_YOUR TASK_. Exactly repeat all the records below, omitting the images they hold.
——
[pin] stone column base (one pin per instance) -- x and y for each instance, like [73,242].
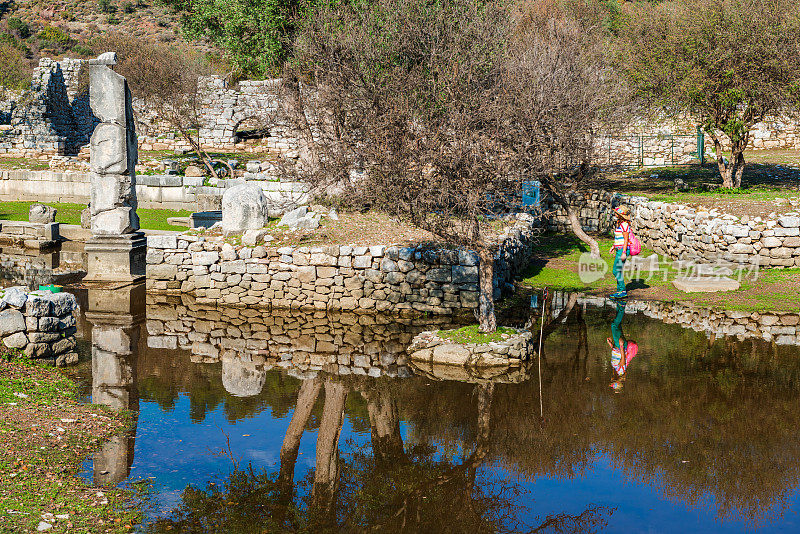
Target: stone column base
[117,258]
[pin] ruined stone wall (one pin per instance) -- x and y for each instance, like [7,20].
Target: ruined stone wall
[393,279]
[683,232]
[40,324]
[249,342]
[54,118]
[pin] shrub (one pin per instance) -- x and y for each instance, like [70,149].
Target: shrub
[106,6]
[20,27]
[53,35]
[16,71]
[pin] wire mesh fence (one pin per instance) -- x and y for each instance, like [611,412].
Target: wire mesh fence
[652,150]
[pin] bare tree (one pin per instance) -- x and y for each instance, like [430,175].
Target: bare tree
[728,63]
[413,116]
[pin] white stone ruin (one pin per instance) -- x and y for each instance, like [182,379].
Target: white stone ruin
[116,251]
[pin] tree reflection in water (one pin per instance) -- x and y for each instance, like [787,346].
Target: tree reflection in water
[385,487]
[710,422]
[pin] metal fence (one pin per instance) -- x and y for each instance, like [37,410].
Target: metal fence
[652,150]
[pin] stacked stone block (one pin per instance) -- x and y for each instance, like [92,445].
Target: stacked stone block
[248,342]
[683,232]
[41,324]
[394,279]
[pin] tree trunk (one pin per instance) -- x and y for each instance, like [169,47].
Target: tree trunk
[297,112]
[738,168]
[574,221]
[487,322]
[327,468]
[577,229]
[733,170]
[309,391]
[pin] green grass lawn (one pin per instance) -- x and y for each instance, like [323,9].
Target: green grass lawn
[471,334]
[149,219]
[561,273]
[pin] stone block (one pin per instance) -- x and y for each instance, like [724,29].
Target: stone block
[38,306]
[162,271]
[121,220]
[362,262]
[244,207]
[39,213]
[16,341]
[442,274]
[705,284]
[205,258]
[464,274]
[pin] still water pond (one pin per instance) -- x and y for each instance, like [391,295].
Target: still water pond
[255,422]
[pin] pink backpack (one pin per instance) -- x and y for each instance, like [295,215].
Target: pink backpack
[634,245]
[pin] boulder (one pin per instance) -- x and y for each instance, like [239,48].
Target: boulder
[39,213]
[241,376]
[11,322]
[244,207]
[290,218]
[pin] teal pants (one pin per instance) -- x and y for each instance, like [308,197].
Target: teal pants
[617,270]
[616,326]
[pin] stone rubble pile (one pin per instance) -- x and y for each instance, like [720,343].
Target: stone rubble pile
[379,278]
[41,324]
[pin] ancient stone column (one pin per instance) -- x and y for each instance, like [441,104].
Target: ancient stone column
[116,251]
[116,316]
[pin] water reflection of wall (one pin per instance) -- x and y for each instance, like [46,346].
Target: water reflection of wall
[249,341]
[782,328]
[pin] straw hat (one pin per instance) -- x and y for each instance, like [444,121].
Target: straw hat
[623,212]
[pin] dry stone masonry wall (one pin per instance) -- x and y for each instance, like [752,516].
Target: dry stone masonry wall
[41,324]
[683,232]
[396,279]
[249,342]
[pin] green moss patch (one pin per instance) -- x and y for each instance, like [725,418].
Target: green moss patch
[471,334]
——
_ANSWER TO THIS EXERCISE_.
[pin] stone column base (one pin per instance) -- x and y for each instance, like [73,242].
Target: stone column base
[117,258]
[pin] ruined stone wall (one pin per instance) -- x and y for each instance, like [7,20].
Target: ruined stone wall
[393,279]
[683,232]
[40,324]
[249,342]
[54,118]
[pin] shrub (one pin per instance) -- x and y for each instance, like [70,149].
Target: shrub
[106,6]
[20,27]
[53,35]
[16,71]
[pin] wire mesh fence (one pin per instance) -- x and y for each instance, like [611,412].
Target: wire mesh fence
[652,150]
[pin] bare tree (one pin per instance) -- x and y for each instance, like [430,175].
Target: bare tree
[728,63]
[413,116]
[pin] white stone ruin (one pin per instance) -- x and y for each instance, like [182,379].
Target: white stone ruin
[116,251]
[pin] tree reflection in water (one pin per instance) -- x and y for each instance, like [787,346].
Target: tree reflection in water
[385,487]
[710,422]
[pin] metal fence (one pin per instance) -- x and y for each instance, like [37,410].
Target: metal fence
[652,150]
[pin] stacked stone block (one pin per instance) -- x and y for each instance, like [92,445].
Target: stacked stone block
[248,342]
[683,232]
[41,324]
[394,279]
[pin] tree trunk (one pin per instance) -- x and y for each instance, like [169,47].
Target: tree trunk
[297,112]
[738,168]
[574,221]
[487,322]
[327,468]
[577,229]
[733,170]
[309,391]
[pin] green grass lawn (one pin per instance) -- x and y for each instance, like [323,9].
Target: green grass lawn
[471,334]
[149,219]
[561,273]
[pin] stone block (one pin per instance) -- x and y for each instance, like [724,29].
Target: stone block
[38,306]
[162,271]
[121,220]
[362,262]
[244,207]
[39,213]
[16,341]
[442,274]
[705,284]
[205,258]
[464,274]
[pin] still water pond (one pin per instance) -- x and y for each instance, like [391,295].
Target: still water pond
[255,422]
[pin] pink backpack (one pin per instance) -- x and y for each instance, like [295,215].
Target: pink backpack
[634,245]
[pin] boulder (one pin per instance) -- x and y for each instance, like [239,48].
Target: boulder
[39,213]
[241,376]
[11,322]
[244,207]
[290,218]
[pin] teal pants (one pin per instance) -- x and y for each instance, like [308,197].
Target: teal pants
[617,270]
[616,326]
[pin] stone rubble pile (one pin per instance) -- x and y for each instance, like [720,343].
Target: stone rubble pile
[379,278]
[41,324]
[pin] ancient stone column (one pin per instance) -- x and y for each instance, like [441,104].
Target: ancient stone column
[116,251]
[116,316]
[pin] water reflection of wall (one pin per instance) -- x and y for each instance, like [46,346].
Target: water reflection of wall
[249,341]
[782,328]
[pin] straw hat (one pin per instance) -- x and y for each instance, like [444,121].
Target: straw hat
[623,212]
[pin] dry stone masonry wall (one pin per instance) -- x and y for each instance, like [752,516].
Target: dry stone masonry wall
[41,324]
[683,232]
[396,279]
[249,342]
[pin] green moss patch (one pin per instance) -- x and y for each instance, like [725,418].
Target: green moss patch
[471,334]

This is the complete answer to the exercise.